→ **Short task 1**
In the listing below, duplicate the lines starting at the one containing "Objective — one point per instance of the green" and ending at the one containing "181], [948, 166]]", both included, and reproduce nothing else.

→ **Text section**
Arts-based Policies in Our Towns and Neighborhoods
Interview with Jason Schupbach
Issue 14 Spring | Summer 2015
The US National Endowment for the Arts (NEA) is an independent federal agency that funds, promotes and strengthens the creative capacity of our communities by providing all Americans with diverse opportunities for arts participation. Through its creative placemaking initiatives, the NEA works to integrate arts and culture into the front end of community revitalization work, placing arts at the decision-making table alongside traditional economic development tools. Catalyst spoke with the NEA Design Director Jason Schupbach about the process of integrating arts-based policy strategies into local community development. He shares the successes and challenges of implementing this approach on the ground, and explains how policymakers can achieve greater impact by collaborating across agencies to build healthy, livable, distinct, resilient and opportunity-rich communities.
CATALYST: The National Endowment for the Arts (NEA) is America’s premiere supporter of arts and culture in America. As a federal agency, can you explain what the NEA is charged to do?
JASON SCHUPBACH: The National Endowment for the Arts (NEA) is primarily a grantmaking organization that funds arts-based work in communities across America. Its aim is to help create and maintain a vibrant national creative economy. The NEA supports non-profits, as well as for-profit endeavors developed through a non-profit, such as documentary films and design-based projects. Beyond grantmaking, the NEA leads special programs, such as the Mayors’ Institute on City Design through partnerships with non-profits, foundations and other Federal agencies. Finally, the NEA supports and publishes research on arts-related topics.
There are many ways to define ‘creative economy.’ How does the NEA define it?
JS: Rocco Landesmann, our previous Chairman, believed it was important to promote public knowledge and understanding about the contributions of the arts to our nation’s economy. Policymakers often seek authoritative evidence about the arts’ contributions to social, economic and civic outcomes. Yet until recently, there were only a few places to turn for such evidence. As a result, Landesmann initiated a research partnership between the NEA’s Office of Research & Analysis and the US Bureau of Economic Analysis (BEA) to produce the first ever comprehensive and detailed measure of the arts and culture’s contribution to the US gross domestic product (GDP). Click here to view an Infographic reflecting the data
It has proven to be a very exciting and impressive undertaking. A team of about 10 people at the BEA and the NEA are involved in the research, and they are working very closely with international bodies who measure creative economy. The team is participating in a worldwide effort to develop the right kind of analysis, and it is incredible the level of detail they use to define what data is or isn’t considered creative work. The measurement is very thorough but by no means complete yet. The second report was released recently, and a third one is underway.

→ **Data to use**
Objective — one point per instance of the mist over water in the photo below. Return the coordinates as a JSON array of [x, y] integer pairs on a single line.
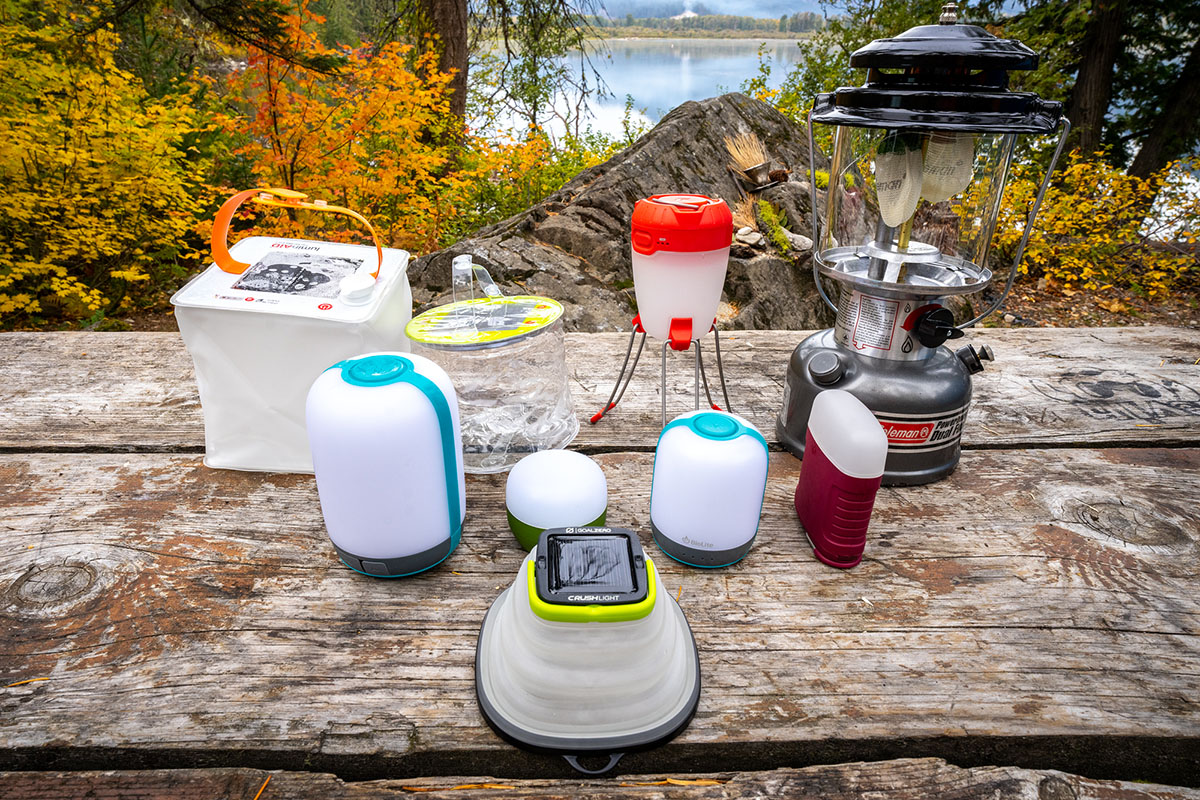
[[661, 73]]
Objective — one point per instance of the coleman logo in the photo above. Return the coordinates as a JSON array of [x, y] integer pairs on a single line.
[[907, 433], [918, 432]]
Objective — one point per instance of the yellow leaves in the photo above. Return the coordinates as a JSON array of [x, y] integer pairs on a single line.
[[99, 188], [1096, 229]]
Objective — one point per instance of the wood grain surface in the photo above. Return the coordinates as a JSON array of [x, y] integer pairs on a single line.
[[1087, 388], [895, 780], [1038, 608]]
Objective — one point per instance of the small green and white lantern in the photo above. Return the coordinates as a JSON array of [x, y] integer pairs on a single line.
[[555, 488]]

...

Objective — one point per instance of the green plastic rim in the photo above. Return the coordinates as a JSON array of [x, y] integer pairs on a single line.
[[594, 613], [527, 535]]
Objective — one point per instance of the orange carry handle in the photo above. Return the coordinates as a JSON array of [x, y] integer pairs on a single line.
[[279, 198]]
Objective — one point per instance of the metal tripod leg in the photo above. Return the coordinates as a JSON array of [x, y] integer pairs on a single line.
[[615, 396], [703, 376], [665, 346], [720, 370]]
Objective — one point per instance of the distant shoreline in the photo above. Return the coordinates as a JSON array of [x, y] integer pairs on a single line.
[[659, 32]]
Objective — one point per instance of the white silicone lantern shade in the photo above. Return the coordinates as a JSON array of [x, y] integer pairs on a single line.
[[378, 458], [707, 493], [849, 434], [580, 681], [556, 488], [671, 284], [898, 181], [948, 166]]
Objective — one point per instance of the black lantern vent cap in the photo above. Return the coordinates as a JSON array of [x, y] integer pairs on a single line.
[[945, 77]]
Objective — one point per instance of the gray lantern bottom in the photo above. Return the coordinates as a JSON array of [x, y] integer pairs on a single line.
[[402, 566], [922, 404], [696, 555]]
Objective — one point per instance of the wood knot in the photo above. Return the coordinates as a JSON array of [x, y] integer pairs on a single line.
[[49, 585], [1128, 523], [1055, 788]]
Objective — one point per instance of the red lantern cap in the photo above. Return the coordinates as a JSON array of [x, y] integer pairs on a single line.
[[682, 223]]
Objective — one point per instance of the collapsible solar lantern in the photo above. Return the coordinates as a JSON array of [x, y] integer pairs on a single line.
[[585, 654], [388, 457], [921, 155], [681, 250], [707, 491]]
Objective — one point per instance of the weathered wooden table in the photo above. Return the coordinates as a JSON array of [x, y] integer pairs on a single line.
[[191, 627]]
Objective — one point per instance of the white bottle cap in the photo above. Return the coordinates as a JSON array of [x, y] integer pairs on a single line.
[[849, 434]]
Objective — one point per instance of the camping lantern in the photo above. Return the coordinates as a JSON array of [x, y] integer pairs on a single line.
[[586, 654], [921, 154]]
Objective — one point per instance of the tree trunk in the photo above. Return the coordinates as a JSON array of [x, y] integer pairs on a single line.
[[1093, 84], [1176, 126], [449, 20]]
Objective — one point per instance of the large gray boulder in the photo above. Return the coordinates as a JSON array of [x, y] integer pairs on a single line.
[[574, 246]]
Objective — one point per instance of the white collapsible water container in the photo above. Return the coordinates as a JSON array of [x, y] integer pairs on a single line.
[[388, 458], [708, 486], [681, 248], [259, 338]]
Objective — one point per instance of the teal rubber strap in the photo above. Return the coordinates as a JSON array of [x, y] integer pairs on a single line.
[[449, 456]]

→ **Short task 2**
In the interview above, roughly how many people at the BEA and the NEA are involved in the research?

→ **Exercise response 1**
Objective — one point per instance of the green plastic rim in the photo above. Return the coordinates as a JSON array of [x, y] integer pairs on a single line.
[[594, 613], [527, 535]]
Objective — one point per instance of the orange carry handle in the photo above. Return the coordinates as a JSON array of [x, y] integer pairs on a single line.
[[279, 198]]
Objective — one point per instance of the metal tripod leg in the photo above. Return the coordinates as a JSON array of [x, y] integer pairs on a single line.
[[615, 396], [703, 376], [665, 346], [720, 370]]
Objective — one point per instance of the distant shoreline in the photo above. Return the coordinates as a JSON array of [x, y] integer pairs on a single line.
[[659, 32]]
Objective — one point per instance of the white silicone lantern shade in the photo above. Return the coordinates as a JSON array of [x, y] integer pairs on a single line.
[[378, 458], [707, 493], [849, 434], [580, 681], [556, 488], [671, 284], [898, 181], [948, 166]]

→ **Exercise response 2**
About 10 people.